**Required action**: Reproduce, word for word, every line starting at the line that contains "Target: picture frame" and ending with the final line of the entries.

--- Records supplied ---

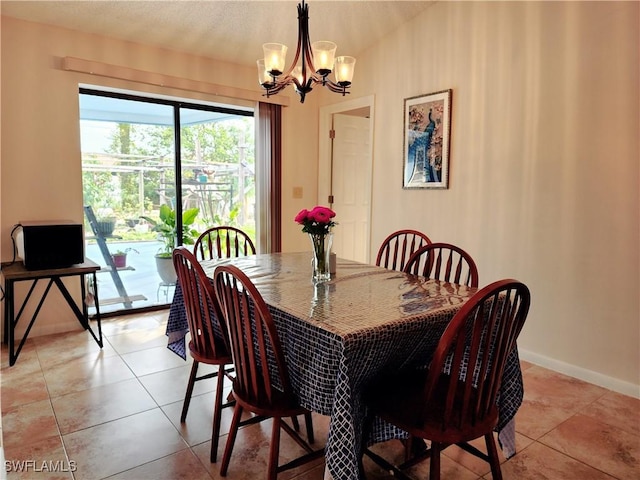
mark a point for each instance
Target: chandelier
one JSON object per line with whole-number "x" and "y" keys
{"x": 317, "y": 61}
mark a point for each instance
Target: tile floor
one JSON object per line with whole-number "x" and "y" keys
{"x": 114, "y": 413}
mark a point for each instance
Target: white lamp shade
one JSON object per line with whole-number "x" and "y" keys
{"x": 264, "y": 78}
{"x": 324, "y": 53}
{"x": 274, "y": 58}
{"x": 297, "y": 73}
{"x": 344, "y": 70}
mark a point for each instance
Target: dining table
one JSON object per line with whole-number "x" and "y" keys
{"x": 340, "y": 334}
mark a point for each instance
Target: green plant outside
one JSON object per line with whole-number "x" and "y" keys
{"x": 166, "y": 228}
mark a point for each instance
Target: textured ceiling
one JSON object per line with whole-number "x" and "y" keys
{"x": 232, "y": 31}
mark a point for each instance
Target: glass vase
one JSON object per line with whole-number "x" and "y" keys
{"x": 321, "y": 247}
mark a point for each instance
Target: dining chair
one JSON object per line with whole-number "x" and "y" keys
{"x": 223, "y": 242}
{"x": 443, "y": 261}
{"x": 206, "y": 345}
{"x": 261, "y": 383}
{"x": 454, "y": 400}
{"x": 396, "y": 249}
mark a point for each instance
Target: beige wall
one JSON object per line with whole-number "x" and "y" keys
{"x": 544, "y": 155}
{"x": 544, "y": 164}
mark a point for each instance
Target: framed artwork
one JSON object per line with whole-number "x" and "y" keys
{"x": 427, "y": 133}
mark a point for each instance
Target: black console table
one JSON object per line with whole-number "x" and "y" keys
{"x": 15, "y": 272}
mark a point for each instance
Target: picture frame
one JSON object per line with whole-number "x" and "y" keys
{"x": 427, "y": 139}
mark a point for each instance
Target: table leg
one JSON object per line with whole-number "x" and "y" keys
{"x": 8, "y": 319}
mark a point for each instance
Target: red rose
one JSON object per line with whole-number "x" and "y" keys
{"x": 302, "y": 216}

---

**Written answer**:
Target: picture frame
one JSON object per line with whole-number "x" and "y" keys
{"x": 427, "y": 139}
mark a point for each instance
Target: table leg
one JSON object per line with whole-number "x" and "y" keys
{"x": 8, "y": 319}
mark a point for each instance
Target: red rose
one JSON object per line with whole-number "x" and "y" keys
{"x": 302, "y": 216}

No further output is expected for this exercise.